**Task to complete:** Search the data for "below". Return each matching line.

(Saved entries)
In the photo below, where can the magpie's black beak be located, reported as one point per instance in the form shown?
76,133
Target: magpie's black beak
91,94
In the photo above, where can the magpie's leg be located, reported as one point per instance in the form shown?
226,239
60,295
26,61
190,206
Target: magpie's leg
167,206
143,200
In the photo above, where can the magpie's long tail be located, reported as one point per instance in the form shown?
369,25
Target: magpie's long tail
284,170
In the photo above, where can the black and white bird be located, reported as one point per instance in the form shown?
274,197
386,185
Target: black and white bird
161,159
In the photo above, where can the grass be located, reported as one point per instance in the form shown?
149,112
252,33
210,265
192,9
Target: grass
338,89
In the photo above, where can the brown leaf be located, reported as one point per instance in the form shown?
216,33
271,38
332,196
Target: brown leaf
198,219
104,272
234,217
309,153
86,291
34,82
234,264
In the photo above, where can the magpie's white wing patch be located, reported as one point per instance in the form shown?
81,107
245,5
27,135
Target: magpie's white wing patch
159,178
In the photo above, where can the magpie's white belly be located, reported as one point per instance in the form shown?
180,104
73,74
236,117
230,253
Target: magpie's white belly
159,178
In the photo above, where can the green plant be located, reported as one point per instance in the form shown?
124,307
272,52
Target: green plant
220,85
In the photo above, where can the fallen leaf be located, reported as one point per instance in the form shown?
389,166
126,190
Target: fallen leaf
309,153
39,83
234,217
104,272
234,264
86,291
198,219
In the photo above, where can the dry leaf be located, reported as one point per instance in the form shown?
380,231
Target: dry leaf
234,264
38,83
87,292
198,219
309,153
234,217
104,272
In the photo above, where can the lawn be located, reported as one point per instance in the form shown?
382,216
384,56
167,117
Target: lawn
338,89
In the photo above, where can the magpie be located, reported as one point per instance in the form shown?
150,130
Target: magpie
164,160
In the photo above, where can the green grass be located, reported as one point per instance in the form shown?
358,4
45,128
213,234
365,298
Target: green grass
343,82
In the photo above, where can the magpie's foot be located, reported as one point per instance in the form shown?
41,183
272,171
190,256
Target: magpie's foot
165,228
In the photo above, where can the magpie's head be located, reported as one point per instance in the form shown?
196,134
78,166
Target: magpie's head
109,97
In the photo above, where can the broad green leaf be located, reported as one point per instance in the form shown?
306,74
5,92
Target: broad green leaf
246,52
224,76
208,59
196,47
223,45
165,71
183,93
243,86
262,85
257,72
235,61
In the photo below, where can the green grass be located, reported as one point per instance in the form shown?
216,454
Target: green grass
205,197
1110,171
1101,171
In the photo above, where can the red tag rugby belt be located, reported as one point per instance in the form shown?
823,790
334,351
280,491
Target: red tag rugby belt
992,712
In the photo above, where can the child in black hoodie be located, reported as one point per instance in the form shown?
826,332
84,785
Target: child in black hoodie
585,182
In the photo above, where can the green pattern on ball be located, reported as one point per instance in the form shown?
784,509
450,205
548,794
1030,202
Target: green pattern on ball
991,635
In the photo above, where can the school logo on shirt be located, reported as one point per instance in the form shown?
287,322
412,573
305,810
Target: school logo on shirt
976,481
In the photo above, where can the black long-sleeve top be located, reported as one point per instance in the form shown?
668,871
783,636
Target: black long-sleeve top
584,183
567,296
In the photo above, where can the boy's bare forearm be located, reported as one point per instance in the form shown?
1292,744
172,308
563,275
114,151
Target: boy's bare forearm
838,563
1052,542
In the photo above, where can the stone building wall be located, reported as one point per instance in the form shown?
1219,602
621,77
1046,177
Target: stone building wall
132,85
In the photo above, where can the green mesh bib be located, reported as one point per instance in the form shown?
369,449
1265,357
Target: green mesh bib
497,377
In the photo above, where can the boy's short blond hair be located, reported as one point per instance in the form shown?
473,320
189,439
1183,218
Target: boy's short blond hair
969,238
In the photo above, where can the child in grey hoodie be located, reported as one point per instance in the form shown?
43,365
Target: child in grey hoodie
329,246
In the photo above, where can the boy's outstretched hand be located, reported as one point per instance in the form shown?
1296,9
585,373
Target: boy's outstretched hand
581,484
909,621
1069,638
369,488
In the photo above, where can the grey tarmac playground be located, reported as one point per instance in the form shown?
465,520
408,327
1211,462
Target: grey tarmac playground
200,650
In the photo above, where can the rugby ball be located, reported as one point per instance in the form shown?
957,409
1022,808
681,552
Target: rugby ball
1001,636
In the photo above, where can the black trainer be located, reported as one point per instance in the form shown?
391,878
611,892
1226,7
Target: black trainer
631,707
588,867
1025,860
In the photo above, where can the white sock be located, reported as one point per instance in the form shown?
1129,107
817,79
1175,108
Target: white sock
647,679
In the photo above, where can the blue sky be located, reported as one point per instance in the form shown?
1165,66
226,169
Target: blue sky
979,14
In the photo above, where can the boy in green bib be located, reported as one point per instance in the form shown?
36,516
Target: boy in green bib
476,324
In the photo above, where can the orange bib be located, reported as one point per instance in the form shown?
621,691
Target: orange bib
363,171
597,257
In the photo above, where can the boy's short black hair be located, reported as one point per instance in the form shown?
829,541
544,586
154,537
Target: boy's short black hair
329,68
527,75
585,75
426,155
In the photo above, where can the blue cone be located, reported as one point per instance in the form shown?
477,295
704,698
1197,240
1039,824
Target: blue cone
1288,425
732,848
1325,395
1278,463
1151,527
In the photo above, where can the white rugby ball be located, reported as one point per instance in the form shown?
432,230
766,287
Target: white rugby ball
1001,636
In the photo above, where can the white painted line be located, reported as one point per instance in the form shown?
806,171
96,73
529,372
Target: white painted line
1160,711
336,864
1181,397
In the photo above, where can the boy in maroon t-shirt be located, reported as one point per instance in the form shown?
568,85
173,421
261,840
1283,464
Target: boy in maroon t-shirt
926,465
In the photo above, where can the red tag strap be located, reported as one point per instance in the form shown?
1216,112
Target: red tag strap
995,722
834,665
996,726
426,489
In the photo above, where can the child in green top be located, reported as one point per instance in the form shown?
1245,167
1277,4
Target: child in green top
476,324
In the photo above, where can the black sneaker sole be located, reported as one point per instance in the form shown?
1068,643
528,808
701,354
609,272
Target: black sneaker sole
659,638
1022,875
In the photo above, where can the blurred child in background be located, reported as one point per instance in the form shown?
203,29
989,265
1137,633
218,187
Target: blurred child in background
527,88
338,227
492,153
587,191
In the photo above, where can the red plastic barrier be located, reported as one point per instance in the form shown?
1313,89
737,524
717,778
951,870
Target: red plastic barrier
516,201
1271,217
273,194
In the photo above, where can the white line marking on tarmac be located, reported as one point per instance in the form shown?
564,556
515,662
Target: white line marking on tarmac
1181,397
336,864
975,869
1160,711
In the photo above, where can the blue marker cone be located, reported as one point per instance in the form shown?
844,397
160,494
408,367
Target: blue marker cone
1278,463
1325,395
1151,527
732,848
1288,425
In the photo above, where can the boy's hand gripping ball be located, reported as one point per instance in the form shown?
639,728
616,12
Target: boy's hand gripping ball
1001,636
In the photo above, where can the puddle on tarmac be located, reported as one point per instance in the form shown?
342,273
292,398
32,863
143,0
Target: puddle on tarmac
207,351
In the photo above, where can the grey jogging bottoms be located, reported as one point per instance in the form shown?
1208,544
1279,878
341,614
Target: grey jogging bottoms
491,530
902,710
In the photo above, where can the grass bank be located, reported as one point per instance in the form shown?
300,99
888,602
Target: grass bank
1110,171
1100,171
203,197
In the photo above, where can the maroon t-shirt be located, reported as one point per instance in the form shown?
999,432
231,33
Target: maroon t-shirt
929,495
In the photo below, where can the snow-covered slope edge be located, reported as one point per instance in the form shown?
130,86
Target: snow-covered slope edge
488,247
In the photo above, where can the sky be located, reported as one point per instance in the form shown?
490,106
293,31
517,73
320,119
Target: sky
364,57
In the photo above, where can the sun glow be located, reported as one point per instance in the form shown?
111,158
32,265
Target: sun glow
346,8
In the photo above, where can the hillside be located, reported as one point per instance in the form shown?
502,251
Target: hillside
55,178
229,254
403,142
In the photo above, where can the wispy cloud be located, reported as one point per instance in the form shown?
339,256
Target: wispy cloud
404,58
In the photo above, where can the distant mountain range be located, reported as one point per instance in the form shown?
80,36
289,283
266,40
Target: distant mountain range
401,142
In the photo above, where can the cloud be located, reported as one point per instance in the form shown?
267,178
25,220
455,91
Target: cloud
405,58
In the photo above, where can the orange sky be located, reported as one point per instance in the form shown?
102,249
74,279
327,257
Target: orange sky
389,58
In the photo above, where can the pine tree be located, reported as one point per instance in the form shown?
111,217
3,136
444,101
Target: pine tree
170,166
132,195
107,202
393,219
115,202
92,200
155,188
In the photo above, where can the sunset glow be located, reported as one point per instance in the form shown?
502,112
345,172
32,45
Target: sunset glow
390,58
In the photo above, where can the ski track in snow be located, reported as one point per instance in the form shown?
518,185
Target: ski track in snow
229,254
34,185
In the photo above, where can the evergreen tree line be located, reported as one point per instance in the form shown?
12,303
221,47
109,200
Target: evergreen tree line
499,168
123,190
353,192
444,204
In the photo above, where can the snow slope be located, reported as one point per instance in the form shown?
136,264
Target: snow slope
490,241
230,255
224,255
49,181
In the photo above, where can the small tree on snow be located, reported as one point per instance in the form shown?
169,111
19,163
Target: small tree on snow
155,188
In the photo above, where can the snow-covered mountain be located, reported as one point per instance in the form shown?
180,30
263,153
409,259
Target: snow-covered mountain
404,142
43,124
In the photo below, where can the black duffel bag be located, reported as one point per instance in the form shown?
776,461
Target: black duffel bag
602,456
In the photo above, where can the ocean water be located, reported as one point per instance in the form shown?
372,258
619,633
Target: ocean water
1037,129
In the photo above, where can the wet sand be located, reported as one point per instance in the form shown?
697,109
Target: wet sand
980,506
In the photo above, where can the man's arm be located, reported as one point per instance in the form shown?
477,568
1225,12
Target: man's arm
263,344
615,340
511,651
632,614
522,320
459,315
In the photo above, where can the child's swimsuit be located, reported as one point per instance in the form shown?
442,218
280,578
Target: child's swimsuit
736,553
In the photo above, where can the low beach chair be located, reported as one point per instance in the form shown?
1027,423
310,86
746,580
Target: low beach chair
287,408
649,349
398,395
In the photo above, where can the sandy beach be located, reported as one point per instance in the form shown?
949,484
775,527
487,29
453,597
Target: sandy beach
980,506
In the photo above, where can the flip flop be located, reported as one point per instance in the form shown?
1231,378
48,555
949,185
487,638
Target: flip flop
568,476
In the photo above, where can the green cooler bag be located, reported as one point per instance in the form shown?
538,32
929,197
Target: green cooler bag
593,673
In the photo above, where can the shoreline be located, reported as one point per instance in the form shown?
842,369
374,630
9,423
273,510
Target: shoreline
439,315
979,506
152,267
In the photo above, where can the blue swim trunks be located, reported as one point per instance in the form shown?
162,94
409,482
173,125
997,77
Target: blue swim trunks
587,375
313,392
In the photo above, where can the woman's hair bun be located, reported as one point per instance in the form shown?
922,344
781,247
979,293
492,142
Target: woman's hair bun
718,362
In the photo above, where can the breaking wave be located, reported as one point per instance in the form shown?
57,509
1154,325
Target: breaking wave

**Your response:**
In the photo below, where can the magpie's black beak be located, reported as one point per instance in the form shown?
In the photo below, where can the green grass be located, reported as one point per instance in the form shown?
In the photo below, where can the snow-covered slope edge be located, reported as one point per instance in the form shown?
In the photo below, where can the black duffel bag be located, reported as one point per instance in the form shown?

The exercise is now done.